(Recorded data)
- - -
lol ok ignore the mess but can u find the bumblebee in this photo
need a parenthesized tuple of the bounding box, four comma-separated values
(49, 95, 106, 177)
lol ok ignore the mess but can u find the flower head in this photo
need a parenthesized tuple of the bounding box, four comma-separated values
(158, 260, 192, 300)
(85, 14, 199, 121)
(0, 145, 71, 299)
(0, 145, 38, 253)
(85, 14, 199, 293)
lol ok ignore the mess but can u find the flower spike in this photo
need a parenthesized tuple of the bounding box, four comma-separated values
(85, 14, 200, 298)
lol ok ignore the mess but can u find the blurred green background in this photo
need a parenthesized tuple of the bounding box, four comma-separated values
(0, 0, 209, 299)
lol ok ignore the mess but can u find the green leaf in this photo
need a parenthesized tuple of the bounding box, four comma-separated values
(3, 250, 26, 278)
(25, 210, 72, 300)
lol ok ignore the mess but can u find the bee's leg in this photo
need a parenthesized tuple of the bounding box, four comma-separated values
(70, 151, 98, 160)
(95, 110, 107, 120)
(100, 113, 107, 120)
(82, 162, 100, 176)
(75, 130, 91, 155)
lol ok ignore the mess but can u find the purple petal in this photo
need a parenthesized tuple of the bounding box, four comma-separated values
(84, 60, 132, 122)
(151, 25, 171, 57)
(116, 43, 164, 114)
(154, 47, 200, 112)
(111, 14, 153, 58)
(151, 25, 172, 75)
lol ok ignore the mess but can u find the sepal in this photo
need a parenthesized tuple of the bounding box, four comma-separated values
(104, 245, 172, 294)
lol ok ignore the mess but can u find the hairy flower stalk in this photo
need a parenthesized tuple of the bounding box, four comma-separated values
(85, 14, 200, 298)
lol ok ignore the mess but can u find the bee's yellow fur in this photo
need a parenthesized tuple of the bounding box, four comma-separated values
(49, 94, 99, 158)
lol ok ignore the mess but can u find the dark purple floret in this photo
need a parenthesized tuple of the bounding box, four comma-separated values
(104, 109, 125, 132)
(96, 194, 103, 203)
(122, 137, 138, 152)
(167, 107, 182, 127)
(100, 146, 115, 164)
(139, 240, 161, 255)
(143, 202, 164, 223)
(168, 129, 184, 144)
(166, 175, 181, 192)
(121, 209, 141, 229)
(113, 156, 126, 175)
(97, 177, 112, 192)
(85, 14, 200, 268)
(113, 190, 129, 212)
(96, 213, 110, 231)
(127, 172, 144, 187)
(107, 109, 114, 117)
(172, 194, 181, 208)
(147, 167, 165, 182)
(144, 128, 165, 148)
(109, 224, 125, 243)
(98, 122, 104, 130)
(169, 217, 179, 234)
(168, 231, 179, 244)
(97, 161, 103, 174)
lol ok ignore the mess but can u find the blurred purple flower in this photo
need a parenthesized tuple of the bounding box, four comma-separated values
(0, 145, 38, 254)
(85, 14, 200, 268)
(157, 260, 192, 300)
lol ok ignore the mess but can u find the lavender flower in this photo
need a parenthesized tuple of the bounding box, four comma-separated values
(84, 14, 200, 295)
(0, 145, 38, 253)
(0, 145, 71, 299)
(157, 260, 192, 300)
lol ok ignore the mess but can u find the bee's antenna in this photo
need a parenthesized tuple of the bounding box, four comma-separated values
- - -
▸ **What this task involves**
Exact copies of all the records are to be printed.

▸ **Solution below**
lol ok ignore the mess but can u find the bumblebee in this photo
need a parenthesized tuple of the bounding box, four comma-separated values
(49, 95, 106, 177)
lol ok ignore the mess but can u find the flower head in this photo
need a parenthesized tuple of the bounding box, four comma-separated values
(158, 260, 192, 300)
(85, 14, 199, 121)
(0, 145, 71, 299)
(0, 145, 38, 253)
(85, 14, 199, 293)
lol ok ignore the mess but can u find the flower spike in this photo
need a parenthesized tuple of the bounding box, four comma-separated values
(85, 14, 200, 298)
lol ok ignore the mess but can u find the blurred green background in this photo
need a parenthesized tuple of the bounding box, four comma-separated values
(0, 0, 209, 299)
lol ok ignore the mess but can u find the green leaf in this photo
need a parenthesized tuple of the bounding box, four comma-separated values
(3, 250, 26, 278)
(25, 210, 72, 300)
lol ok ignore the mess but can u find the bee's leg in this photo
need a parenthesized tuple of the bounding box, four comma-separated values
(70, 151, 98, 160)
(95, 110, 107, 120)
(100, 113, 107, 120)
(82, 162, 100, 176)
(75, 130, 91, 155)
lol ok ignore the mess but can u find the purple petal in this photo
need a parenthesized tuple of the bounding box, four comma-separated values
(84, 60, 132, 122)
(151, 25, 171, 57)
(116, 43, 164, 114)
(154, 47, 200, 112)
(111, 14, 153, 58)
(151, 25, 172, 75)
lol ok ignore the mess but can u find the sepal in this photo
need a parenthesized tuple of the bounding box, four comma-separated values
(104, 245, 172, 294)
lol ok ignore the mess but can u find the hairy flower stalk in this photo
need a parenthesized tuple of the bounding box, four comma-separated values
(85, 14, 200, 298)
lol ok ignore the mess but can u find the bee's yellow fur in this photo
need a parenthesized tuple of the bounding box, four comma-separated values
(49, 94, 99, 158)
lol ok ignore the mess but can u find the dark purple floret in this photo
need a parenthesized tuple of the bounding box, four comma-separated values
(104, 109, 125, 132)
(96, 194, 103, 203)
(122, 137, 138, 152)
(167, 107, 182, 127)
(100, 146, 115, 164)
(139, 240, 161, 255)
(143, 202, 164, 223)
(168, 129, 184, 144)
(166, 175, 181, 192)
(121, 209, 141, 229)
(113, 156, 126, 175)
(97, 177, 112, 192)
(85, 14, 200, 268)
(113, 190, 129, 212)
(96, 213, 110, 231)
(127, 172, 144, 187)
(107, 109, 114, 117)
(172, 194, 181, 208)
(147, 167, 165, 182)
(144, 128, 165, 148)
(109, 224, 125, 243)
(98, 122, 104, 130)
(169, 217, 179, 234)
(168, 231, 179, 244)
(97, 161, 103, 174)
lol ok ignore the mess but can u find the blurred purple flower in this photo
need a parenthesized tuple of the bounding box, four comma-separated values
(0, 145, 38, 254)
(85, 14, 200, 268)
(157, 260, 192, 300)
lol ok ignore the mess but can u find the lavender flower in this photo
need a parenthesized tuple of the bounding box, four comma-separated values
(84, 14, 200, 295)
(0, 145, 38, 253)
(0, 145, 71, 299)
(157, 260, 192, 300)
lol ok ignore the mess but can u find the bee's antenna in this photo
need a parenthesized tuple of the bounding box, four comma-separated values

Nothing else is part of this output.